[Data extracted from a collection]
:::
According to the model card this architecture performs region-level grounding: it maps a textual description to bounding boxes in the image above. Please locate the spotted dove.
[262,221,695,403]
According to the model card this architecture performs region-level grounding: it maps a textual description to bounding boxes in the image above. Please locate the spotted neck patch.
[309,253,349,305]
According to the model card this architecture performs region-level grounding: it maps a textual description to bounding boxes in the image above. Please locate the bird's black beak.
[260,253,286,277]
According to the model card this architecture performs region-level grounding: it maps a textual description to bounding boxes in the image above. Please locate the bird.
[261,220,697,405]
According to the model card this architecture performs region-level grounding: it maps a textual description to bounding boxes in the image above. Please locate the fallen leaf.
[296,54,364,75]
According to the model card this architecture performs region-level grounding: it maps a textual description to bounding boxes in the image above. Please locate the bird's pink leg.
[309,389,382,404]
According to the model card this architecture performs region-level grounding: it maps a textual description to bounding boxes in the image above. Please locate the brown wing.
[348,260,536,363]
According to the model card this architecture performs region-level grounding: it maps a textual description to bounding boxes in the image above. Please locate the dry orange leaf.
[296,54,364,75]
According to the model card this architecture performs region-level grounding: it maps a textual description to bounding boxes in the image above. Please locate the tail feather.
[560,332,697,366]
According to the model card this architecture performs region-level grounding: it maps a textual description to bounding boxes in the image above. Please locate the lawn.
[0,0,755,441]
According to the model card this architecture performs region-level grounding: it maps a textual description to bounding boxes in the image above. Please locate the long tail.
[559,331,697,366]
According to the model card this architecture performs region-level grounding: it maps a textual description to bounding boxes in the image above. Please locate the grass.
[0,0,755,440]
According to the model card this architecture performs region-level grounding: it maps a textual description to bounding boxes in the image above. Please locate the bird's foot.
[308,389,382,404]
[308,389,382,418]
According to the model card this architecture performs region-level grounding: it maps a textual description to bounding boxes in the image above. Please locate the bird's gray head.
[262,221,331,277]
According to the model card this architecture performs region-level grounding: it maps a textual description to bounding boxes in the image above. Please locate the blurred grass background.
:::
Extract all of the records above, reproducing each line word for word.

EXPECTED ANSWER:
According to the model card this architecture performs region-level grounding: it maps a textual description to bounding boxes in the image above. Please locate the spotted dove.
[262,221,695,403]
According to the model card this architecture performs region-level grounding: it maps a textual description to bounding boxes in the image above. Please locate the spotted neck patch.
[309,253,349,305]
According to the model card this architecture performs region-level grounding: it maps a textual description to bounding boxes in the image above. Please locate the bird's black beak.
[260,253,286,277]
According to the model card this architecture performs region-level grounding: it maps a textual description to bounding boxes in the image above. Please locate the bird.
[261,220,697,405]
According to the model card this architecture performs region-level grounding: it maps a textual description to bounding boxes in the image above. Please locate the fallen leaf.
[296,54,364,75]
According to the model card this architecture performs region-level grounding: it maps a textual description to bounding boxes in the image above. Please locate the bird's pink leg.
[309,389,382,404]
According to the model card this architecture performs region-level grounding: it maps a textual description to bounding boxes in the image above. Please locate the brown wing.
[348,260,536,363]
According to the model card this architecture performs region-level grounding: it maps a textual description to bounding boxes in the image above. Please locate the dry orange leaf.
[296,54,364,75]
According to the model card this architecture performs region-level grounding: it maps a textual description to bounding boxes in the image above. Please locate the tail feather.
[560,332,697,366]
According to the model card this architecture performs region-level grounding: it maps a textual description to bounding boxes in the image above. Please locate the lawn.
[0,0,755,441]
According to the model card this architecture performs region-level grounding: it maps a textual description to bounding boxes in the image above. Please locate the long tail.
[559,331,697,366]
According to the model card this architecture performs region-level grounding: it maps a textual description to bounding boxes in the image above. Please locate the grass.
[0,0,755,440]
According to the model card this architecture performs region-level grounding: it maps a textual description to bounding boxes in the image above. Please locate the bird's foot.
[308,389,382,404]
[308,389,382,418]
According to the model card this architecture performs region-level grounding: it maps a textual description to bounding boxes in the image above. Please locate the bird's gray head.
[262,221,331,277]
According to the model card this architecture performs region-level grounding: it maps a textual description to bounding boxes in the image above. Please locate the blurred grass background.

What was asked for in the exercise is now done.